Region pointing data -
- Opening Delimiter -
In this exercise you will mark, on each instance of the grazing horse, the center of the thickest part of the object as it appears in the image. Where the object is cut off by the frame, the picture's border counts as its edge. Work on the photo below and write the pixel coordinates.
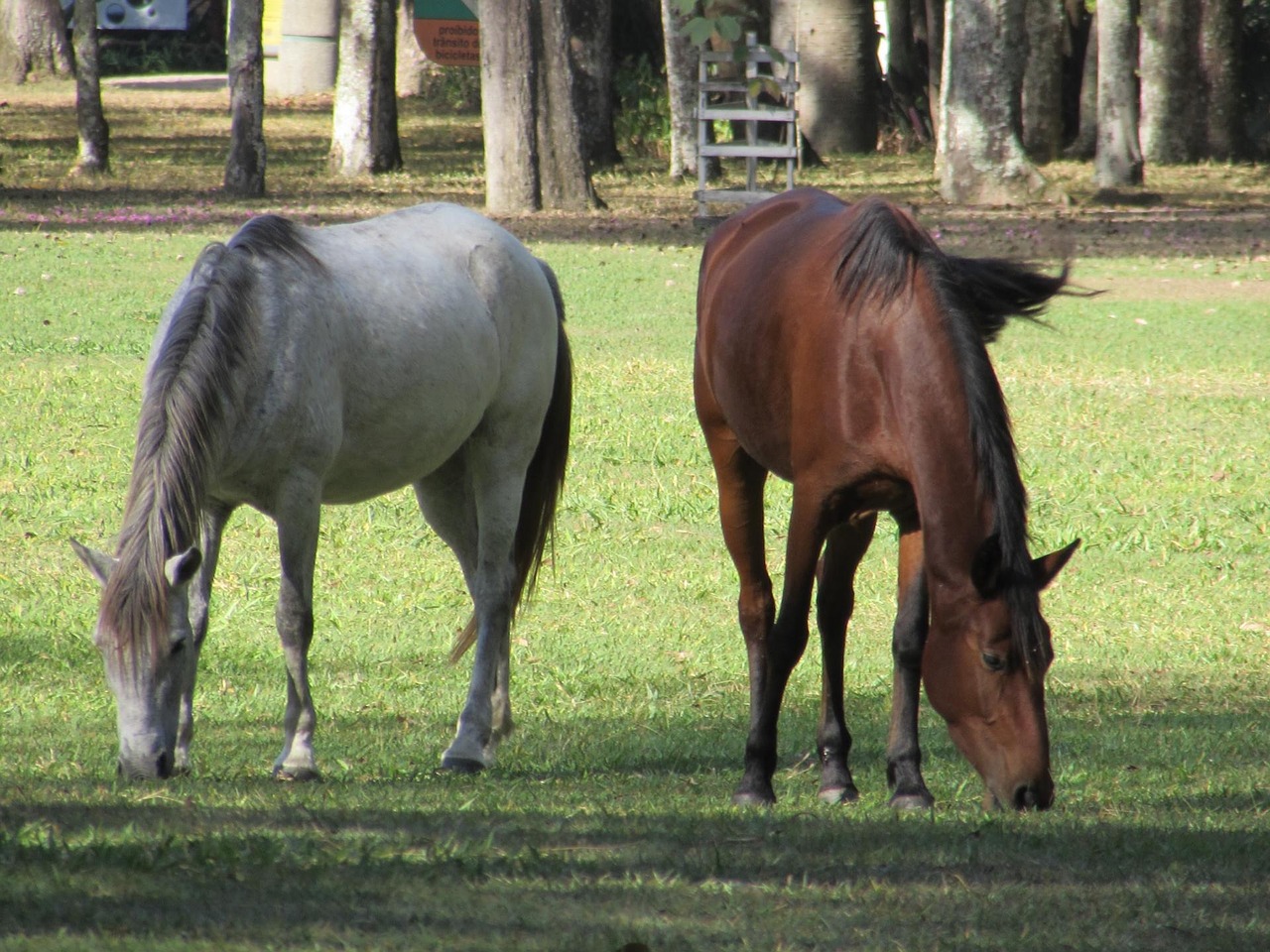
(303, 366)
(841, 349)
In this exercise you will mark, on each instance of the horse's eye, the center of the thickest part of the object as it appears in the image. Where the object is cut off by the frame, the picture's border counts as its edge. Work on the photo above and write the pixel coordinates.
(994, 662)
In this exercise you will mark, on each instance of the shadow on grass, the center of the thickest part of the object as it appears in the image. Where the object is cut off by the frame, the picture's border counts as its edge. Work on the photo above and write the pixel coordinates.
(563, 880)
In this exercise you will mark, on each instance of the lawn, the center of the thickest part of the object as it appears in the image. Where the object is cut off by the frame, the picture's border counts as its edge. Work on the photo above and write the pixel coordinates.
(1141, 416)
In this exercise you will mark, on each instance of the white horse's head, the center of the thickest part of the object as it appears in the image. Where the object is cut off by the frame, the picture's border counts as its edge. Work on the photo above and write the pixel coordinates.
(145, 638)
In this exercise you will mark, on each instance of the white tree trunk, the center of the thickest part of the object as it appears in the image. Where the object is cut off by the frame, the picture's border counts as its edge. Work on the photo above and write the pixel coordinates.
(1170, 80)
(32, 41)
(350, 121)
(837, 46)
(681, 73)
(1118, 157)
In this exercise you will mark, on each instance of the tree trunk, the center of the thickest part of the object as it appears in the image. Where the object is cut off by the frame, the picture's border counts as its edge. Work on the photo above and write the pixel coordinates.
(1043, 81)
(1170, 80)
(1219, 60)
(681, 75)
(935, 59)
(32, 41)
(902, 66)
(412, 63)
(590, 51)
(385, 141)
(350, 113)
(244, 168)
(837, 46)
(1084, 144)
(980, 158)
(94, 135)
(532, 144)
(1118, 159)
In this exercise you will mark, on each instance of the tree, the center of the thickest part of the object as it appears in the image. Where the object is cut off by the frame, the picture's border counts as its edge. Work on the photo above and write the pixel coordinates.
(1170, 80)
(412, 62)
(32, 40)
(385, 139)
(590, 51)
(244, 168)
(1083, 40)
(94, 134)
(1219, 62)
(980, 158)
(1043, 81)
(681, 75)
(365, 135)
(837, 45)
(903, 72)
(1118, 158)
(534, 157)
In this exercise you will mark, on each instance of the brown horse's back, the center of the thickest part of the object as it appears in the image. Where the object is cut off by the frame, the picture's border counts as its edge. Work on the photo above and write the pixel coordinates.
(767, 312)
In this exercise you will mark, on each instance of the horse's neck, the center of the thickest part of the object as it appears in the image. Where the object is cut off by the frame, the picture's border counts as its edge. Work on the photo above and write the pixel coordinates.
(930, 399)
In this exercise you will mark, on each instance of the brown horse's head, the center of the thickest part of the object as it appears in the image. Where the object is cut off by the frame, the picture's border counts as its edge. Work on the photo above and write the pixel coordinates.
(984, 670)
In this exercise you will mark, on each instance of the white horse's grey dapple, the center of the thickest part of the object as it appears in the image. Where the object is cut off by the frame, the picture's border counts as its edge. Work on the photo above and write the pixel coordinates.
(303, 366)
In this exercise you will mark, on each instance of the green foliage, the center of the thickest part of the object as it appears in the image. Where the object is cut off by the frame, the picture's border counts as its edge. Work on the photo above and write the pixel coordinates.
(642, 123)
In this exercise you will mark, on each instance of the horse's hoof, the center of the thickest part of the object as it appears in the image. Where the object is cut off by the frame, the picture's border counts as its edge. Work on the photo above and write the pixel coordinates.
(304, 774)
(912, 801)
(838, 794)
(461, 765)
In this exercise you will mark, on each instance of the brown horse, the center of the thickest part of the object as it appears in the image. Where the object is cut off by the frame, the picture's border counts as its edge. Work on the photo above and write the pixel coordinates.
(841, 349)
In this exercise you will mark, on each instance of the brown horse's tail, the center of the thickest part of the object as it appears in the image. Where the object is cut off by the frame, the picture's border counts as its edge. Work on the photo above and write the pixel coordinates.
(544, 480)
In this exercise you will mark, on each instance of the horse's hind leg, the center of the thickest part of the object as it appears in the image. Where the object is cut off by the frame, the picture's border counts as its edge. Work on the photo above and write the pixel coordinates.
(740, 515)
(213, 520)
(298, 542)
(834, 601)
(480, 536)
(903, 752)
(785, 645)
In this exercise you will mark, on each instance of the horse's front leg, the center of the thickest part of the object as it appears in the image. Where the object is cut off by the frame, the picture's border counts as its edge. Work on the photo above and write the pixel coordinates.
(298, 542)
(912, 621)
(199, 599)
(834, 602)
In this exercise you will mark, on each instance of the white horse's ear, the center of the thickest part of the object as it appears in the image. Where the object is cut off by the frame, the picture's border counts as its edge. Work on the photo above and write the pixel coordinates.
(98, 562)
(182, 566)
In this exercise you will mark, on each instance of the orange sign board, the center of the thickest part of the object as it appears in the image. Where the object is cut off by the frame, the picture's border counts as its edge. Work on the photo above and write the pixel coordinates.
(448, 32)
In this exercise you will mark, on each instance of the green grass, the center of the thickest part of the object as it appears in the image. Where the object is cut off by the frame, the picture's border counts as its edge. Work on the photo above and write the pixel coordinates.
(1141, 417)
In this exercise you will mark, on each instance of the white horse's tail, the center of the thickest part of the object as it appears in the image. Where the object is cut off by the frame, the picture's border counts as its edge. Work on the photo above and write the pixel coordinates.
(544, 480)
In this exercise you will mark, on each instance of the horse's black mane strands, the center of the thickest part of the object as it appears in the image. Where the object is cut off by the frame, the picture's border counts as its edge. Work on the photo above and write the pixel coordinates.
(185, 413)
(881, 250)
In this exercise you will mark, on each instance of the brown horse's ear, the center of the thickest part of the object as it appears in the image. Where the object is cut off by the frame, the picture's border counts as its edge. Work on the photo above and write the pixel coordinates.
(1046, 567)
(985, 567)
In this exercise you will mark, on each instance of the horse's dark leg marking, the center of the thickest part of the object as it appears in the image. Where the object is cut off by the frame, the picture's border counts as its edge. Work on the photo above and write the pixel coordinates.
(903, 752)
(834, 601)
(298, 543)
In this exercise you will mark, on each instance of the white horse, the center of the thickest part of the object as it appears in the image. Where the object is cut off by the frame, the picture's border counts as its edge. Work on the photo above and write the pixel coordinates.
(303, 366)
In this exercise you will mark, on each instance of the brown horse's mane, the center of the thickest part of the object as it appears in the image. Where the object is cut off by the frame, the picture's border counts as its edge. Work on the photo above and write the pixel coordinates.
(183, 416)
(883, 248)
- Closing Delimiter -
Try it - Give the entries again exactly, but skip every image.

Written reply -
In this exercise you will mark, on each instance of the grazing horse, the center of the thickest part of the object as it appears in the image. Where the object is cut off by the frame, the picture's border counts as its edge. Work on the photo below and write the pixel coordinates.
(303, 366)
(841, 349)
In this exercise you will mark, on each instance of the horse's eye, the center of the thickest part of the object as it appears in the image. Where the object is cut off by the frame, the picture's border counts as its edge. Work on the photo above and write the pixel coordinates.
(994, 662)
In this exercise you will mark, on each instance of the shadow on grass, the center of the thickest part of the object as it appears in the image. Where the object is cut off by the frame, the picture's border counts as its edge. Work on the photo above and write the pixel coordinates.
(563, 880)
In this exercise you will mark, on each instance of the lawn, the center of the thickest part of the object as it appears in the image. Where the object is cut off by the frame, the picture's border counts as its edge. Work on the photo above and write the pixel coordinates.
(1141, 416)
In this exercise you will mark, on each instance of the white horse's head, the center of the thickest part of the object as it appears in the image. Where the object is cut off by the frame, the picture's border counts as its edge. Work on the photo above and write the pixel coordinates.
(145, 638)
In this exercise you will mark, on each instance of the white tree trunk, the center of the thickest part of the object as it appears in the image. Where the object is cut off by the frame, the picture's border counts as its edge. Work on the photo above and write the pixel coordinates.
(1170, 80)
(32, 41)
(350, 121)
(837, 46)
(681, 73)
(1118, 157)
In this exercise you will mark, on each instance of the tree trunk, the center of the thickest part of the object as it appears in the image. Where the object is cut off by the frame, the picture's border counts as its edge. Work on the photo above and write the pixel coordinates.
(1043, 81)
(1170, 80)
(1219, 60)
(681, 75)
(935, 59)
(32, 41)
(902, 66)
(412, 63)
(590, 51)
(385, 141)
(350, 113)
(244, 168)
(837, 46)
(1084, 144)
(980, 158)
(94, 135)
(532, 144)
(1118, 159)
In this exercise you will mark, on each instance of the tree, the center of the thickest part of the object as it appears in the image. Where the object is cut off by the frame, the picture's border counts as its edge. Work on the photo above and write the pixel coordinates.
(1170, 80)
(412, 62)
(32, 40)
(385, 139)
(590, 51)
(244, 168)
(1083, 40)
(94, 134)
(1219, 62)
(980, 158)
(1043, 81)
(681, 75)
(365, 135)
(837, 45)
(903, 72)
(1118, 158)
(534, 157)
In this exercise you will mark, on each instance of the brown horse's back, the center of the thickest part of the object as it appears in the image. Where the object is cut off by the frame, the picture's border counts as its edge. Work on the photo above and write the pixel coordinates.
(767, 312)
In this exercise you will mark, on each instance of the horse's neck, the center of the thickest part of the object as it appears in the image. Where the object is cut off by the frame, the picture's border counts as its edge. Work on the photo above and write the pixel coordinates.
(930, 399)
In this exercise you will mark, on each instance of the brown horse's head, the center of the thickest part of the object as it appears in the image. Where the object is cut off by the frame, the picture's border counts as its edge. Work on the photo above and write the pixel coordinates.
(984, 670)
In this exercise you will mark, on each instance of the white horse's grey dapple, the center of the thickest part of the object as it appears in the image. Where the object is cut off by the frame, the picture's border counts as its edge. Work on the photo above and write the pixel coordinates.
(303, 366)
In this exercise you will mark, on each instance of the green foliage, the center of the thickest part of the object as it appears in the image. Where the object is cut off by the frame, the picture's border counts as its edge. Work on the photo above and write the pixel coordinates.
(642, 123)
In this exercise you will mark, on each instance of the horse's hoof, the center of the thickest part of the object as it appears in the image. Where the object is cut off by the frame, the picture's border counts as its edge. Work on the photo above and write the pixel coordinates.
(304, 774)
(912, 801)
(838, 794)
(461, 765)
In this exercise you will mark, on each instance of the brown horse, the center of the thickest part of the object as it appears in the image. Where the object is cut off by the frame, the picture's border counts as its edge. Work on the photo above and write the pixel coordinates.
(841, 349)
In this exercise you will mark, on each instance of the brown horse's tail, the center of the thickest part of the object as it appears in the image. Where the object is cut off by the frame, the picture's border counts as its edge. Work on the photo above and write the pixel coordinates.
(544, 480)
In this exercise you will mark, on each instance of the horse's hind leg, the center of the thickest part of the object as it appears in the image. Where the object is cut off by the frame, the picture's border counts as its edge. Work on the photo above and write the pixel coordinates.
(740, 515)
(213, 520)
(298, 542)
(834, 601)
(480, 536)
(903, 752)
(785, 645)
In this exercise you will mark, on each instance of the horse's front leg, the center of the thickest part of the object as it appears in the image. Where the object is cut off by the frame, the picture's border counts as its edge. Work on the photo above and write the pixel coordinates.
(298, 542)
(912, 621)
(199, 599)
(834, 602)
In this exercise you will mark, on each instance of the white horse's ear, the center of the thickest part of the object as it appears in the image. Where the object is cut off by the frame, the picture's border counts as its edge. Work on the photo above and write the pixel coordinates.
(98, 562)
(182, 566)
In this exercise you will mark, on each instance of the orange sign board, the center of the thickest part of the object as it appears in the image. Where the object is cut off by the frame, the picture's border counts as its edge. Work on the photo above and write the pixel coordinates.
(448, 32)
In this exercise you will mark, on each instance of the green grass, the center of the thickest part of the object as it appears in the image. Where the object is cut off by the frame, the picture's border counts as its edge. Work on the photo above and write the pixel coordinates.
(1141, 417)
In this exercise you will mark, on each instance of the white horse's tail, the center of the thickest part of the object as it appears in the image. Where the object is cut off by the frame, the picture's border counts as its edge. Work on the photo above and write the pixel coordinates.
(544, 480)
In this exercise you will mark, on each instance of the horse's black mane strands, the center of the thickest part of the object as it appears in the image. Where the object is cut off by the frame, the picture's border counts as its edge. Work on the photo above and write the pixel coordinates.
(185, 413)
(881, 250)
In this exercise you will mark, on each instance of the brown horse's ear, the center of the thickest part of the object as it appears in the image. Where the object is cut off by the frame, the picture's border counts as its edge. Work on the photo above and write the pixel coordinates.
(1046, 567)
(985, 567)
In this exercise you will mark, on each instance of the horse's dark leg marking, the center of the thickest part of the object as it appears in the image. Where the object is cut off by the frame, the picture's border counts as its edge. Work on the photo above and write the pixel coordinates.
(903, 752)
(834, 601)
(298, 543)
In this exercise you will mark, on each instance of the white horse, the center of the thickest part of the object as it appears in the image. Where the object is cut off by the frame, the picture's border counts as its edge. Work on the photo above and write the pixel coordinates.
(303, 366)
In this exercise you will mark, on each instance of the brown horse's mane, the center of the thickest part of the object as it appears in the image. Where the object is cut off by the frame, the picture's border counts as its edge. Work on the photo above and write the pixel coordinates.
(183, 416)
(883, 248)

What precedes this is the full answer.